The problem:
Please reproduce the listing below line for line, keeping every character unchanged.

========================================================================

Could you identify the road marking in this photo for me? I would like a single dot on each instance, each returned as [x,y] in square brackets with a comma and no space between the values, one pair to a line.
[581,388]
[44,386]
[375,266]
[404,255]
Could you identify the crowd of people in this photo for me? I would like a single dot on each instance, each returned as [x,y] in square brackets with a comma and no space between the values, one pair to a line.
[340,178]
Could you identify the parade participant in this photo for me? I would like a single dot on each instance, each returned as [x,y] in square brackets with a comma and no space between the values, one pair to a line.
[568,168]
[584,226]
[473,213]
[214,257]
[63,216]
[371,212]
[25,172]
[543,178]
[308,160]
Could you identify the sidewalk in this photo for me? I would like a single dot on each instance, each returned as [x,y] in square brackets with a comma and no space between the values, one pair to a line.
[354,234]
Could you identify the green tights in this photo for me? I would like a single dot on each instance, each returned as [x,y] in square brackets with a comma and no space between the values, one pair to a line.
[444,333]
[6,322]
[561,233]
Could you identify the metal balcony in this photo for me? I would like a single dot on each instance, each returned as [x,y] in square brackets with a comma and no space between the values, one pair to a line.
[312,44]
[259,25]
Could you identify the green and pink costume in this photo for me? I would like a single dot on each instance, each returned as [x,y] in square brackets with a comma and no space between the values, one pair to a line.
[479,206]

========================================================================

Exercise response:
Could you identify the road marking in this photo for me? I would like a single dot on each instance, each returned as [x,y] in square brackets with a comma and no space between the values, one pair to a line.
[581,388]
[44,386]
[375,266]
[404,255]
Could you identify the crowd of people in this photo for me? I would like a single dot on each instance, each returned as [x,y] in square brackets with a comma and no space between the values, one pair to a line.
[340,178]
Could you identify the parade participant in this photo for me? I would like a single dot on each instance, each returned as [x,y] in square brackets with a comma and no space between the values, one pair to a line.
[568,168]
[584,226]
[473,213]
[214,257]
[63,216]
[371,212]
[25,172]
[543,178]
[308,160]
Could you identify the sidewalk in this photo for me? I would like a single dot on each instance, each returned as [x,y] in square brackets with a comma and no space between the values, one pair to a line.
[354,234]
Could you identify the green tights in this photo for me? I would like a single dot on each instance, each returned as [x,y] in square brackets with a comma and no space between the values, one pair to a line.
[444,333]
[6,322]
[561,233]
Could you identify the metal balcony in this photo for me? I would like a single dot on each instance, each returned as [x,y] in square brackets with a comma and no space between the values, one pair to a line.
[312,44]
[259,25]
Could you identify the green and pink costume in this photo for me? I would like a single dot on each instance, each returned as [x,y] in square brackets with a comma and no space between the values, one pair to a line.
[479,206]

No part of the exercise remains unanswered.